DATASET ENTRIES:
[BEGIN]

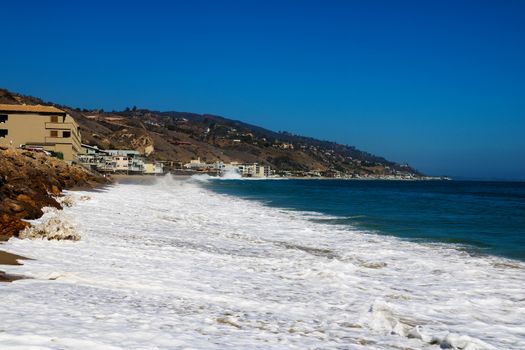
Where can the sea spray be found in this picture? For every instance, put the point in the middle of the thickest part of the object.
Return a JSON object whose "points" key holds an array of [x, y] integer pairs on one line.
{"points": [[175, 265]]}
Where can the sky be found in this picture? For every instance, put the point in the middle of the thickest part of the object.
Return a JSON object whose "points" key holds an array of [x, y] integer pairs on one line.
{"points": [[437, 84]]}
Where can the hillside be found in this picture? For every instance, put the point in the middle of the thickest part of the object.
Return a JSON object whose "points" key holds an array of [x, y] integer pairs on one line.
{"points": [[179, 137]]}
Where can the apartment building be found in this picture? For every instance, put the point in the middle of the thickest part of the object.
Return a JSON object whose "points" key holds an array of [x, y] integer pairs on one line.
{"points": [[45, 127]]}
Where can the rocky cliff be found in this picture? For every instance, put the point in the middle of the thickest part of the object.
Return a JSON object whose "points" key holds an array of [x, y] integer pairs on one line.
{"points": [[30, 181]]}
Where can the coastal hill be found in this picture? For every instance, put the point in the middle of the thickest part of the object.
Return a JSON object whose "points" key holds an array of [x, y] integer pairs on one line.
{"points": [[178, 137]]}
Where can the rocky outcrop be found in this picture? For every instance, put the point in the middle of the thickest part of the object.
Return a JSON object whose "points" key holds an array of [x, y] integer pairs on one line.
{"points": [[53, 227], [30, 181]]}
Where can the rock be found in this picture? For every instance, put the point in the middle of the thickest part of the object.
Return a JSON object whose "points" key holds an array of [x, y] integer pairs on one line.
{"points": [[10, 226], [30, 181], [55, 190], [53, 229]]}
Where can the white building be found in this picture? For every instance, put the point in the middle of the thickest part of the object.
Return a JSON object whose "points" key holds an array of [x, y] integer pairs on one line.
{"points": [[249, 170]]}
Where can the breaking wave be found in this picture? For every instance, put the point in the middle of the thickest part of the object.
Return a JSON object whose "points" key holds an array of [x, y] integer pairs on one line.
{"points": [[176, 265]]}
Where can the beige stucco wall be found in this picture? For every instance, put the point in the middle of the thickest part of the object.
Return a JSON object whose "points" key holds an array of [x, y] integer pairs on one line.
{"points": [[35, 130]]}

[END]

WRITTEN INSTRUCTION:
Return all of the rows above verbatim, leaving out the pictures.

COMPLETE ANSWER:
Where can the sea spray be found in this picture? For every instance, put the point in the middle of the thickest part of the object.
Return a JSON object whose "points" key holds an array of [x, y] integer pairs on one line.
{"points": [[175, 265]]}
Where can the sky be found in this picture? For every instance, put the point in the middle of the thickest part of the object.
Return a JSON object whose "points" key holds an array of [x, y] integer pairs on one line.
{"points": [[437, 84]]}
Where can the hillside be found in this picture? For every instance, put the point in the middle of the thickest part of the object.
Return a JSON object whose "points" key holds an array of [x, y] integer pairs on one line.
{"points": [[179, 137]]}
Where can the apartment building be found in this picture? For every instance, put the point in the middle of the thickest part of the object.
Return a JSON object whose "points" key holds an array of [x, y] integer pairs on one line.
{"points": [[45, 127]]}
Where can the rocky cliff be found in this picture? For every instance, put the point in the middle of the thickest part of the object.
Return a JSON object whose "points" key holds an array of [x, y] integer pairs on one line.
{"points": [[30, 181]]}
Where can the coastal hill be found in this picture? For every instance, put the point in the middle of the thickest part of the object.
Return a JSON object whose "points" key holds an array of [x, y] integer pairs on one line.
{"points": [[178, 137]]}
Where can the rocky outcrop be found in this picture? For every instance, put the point in the middle of the thickest part of the object.
Return a JSON object whose "points" key holds an array of [x, y] integer pairs on one line.
{"points": [[53, 227], [30, 181]]}
Where can the rock be found in this picture? For every instance, put the point in the middle of the thickest part of the object.
Return a JSON object whose "points" key holds an array of [x, y] integer pairs on one line.
{"points": [[10, 226], [30, 181], [55, 190], [53, 229]]}
Where can the white building be found in this picture? For every instance, put the point in the middle of the thickest part of the object.
Return a JSON object whose "points" key holds an array of [x, y] integer pairs on one line.
{"points": [[249, 170]]}
Where can the breaking wave be found in this picture? For every instance, put the point in the middle of the thickest part of the object.
Return a JSON object whose "points" key holds an array of [x, y] integer pairs on one line.
{"points": [[176, 265]]}
Where can the beige stucco wall be found in this picture? For every instance, put the point in the middle of the thickest part of the object.
Return a JSON object whose "points" key holds an array of [x, y] integer pairs on one line.
{"points": [[35, 130]]}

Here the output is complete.